While it is true that those running the oppressive societies in the Middle East had a deliberate policy of placing Islamic forces on the political stage, the question remains as to what underlying workings produce and reproduce them. It must be said that these forces cannot be reduced simply to "echoes of the past", even though they pledge to roll back their respective societies. They are products of the modern structures of the Middle Eastern societies, which are in turn products of the deep imperialist penetration of these societies that has reorganised and integrated them into the worldwide web of the imperialist system. This has been a very tumultuous process and one of the ugliest in history, in terms of the human suffering inflicted. This is an ongoing process that breeds crisis and suffering on a massive scale for the peoples of the world - "globalisation" being its latest chapter.
The rise of Islamic fundamentalism reflects the incurable crisis of the neo-colonial states in this region, their massive permanent poverty, whilst tremendous riches are pumped out of this region into the West. It reflects the spasmodic rise and fall of the middle classes; the displacement of populations from one end of their country to the other, and from inside to outside of their country; and the never-ending clash between being stuck in the pre-capitalist era and being dragged into the maelstrom of world capitalism. These countries are in constant turmoil. Even the reactionary classes are beset with bitter splits and ruthless competition.

• [GIVEN MATERIAL]:

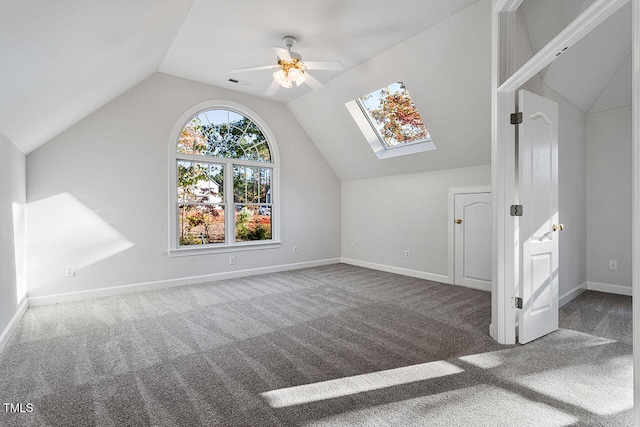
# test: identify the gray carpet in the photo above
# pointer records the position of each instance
(330, 346)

• [WORK TO COMPLETE]:
A: Decide whether each statement agrees with the passage on Islamic fundamentalism in the Middle East: (i) riches are pumped out of the region into the West; (ii) the reactionary classes are united; (iii) the process is described as calm. For each, answer yes or no and quote the deciding words.
B: Retype the stretch of the passage on Islamic fundamentalism in the Middle East from "The rise of" through "and ruthless competition.".

• [RESPONSES PER TASK]:
A:
(i) Yes: "tremendous riches are pumped out of this region into the West"
(ii) No: "Even the reactionary classes are beset with bitter splits and ruthless competition."
(iii) No: "This has been a very tumultuous process"

B:
The rise of Islamic fundamentalism reflects the incurable crisis of the neo-colonial states in this region, their massive permanent poverty, whilst tremendous riches are pumped out of this region into the West. It reflects the spasmodic rise and fall of the middle classes; the displacement of populations from one end of their country to the other, and from inside to outside of their country; and the never-ending clash between being stuck in the pre-capitalist era and being dragged into the maelstrom of world capitalism. These countries are in constant turmoil. Even the reactionary classes are beset with bitter splits and ruthless competition.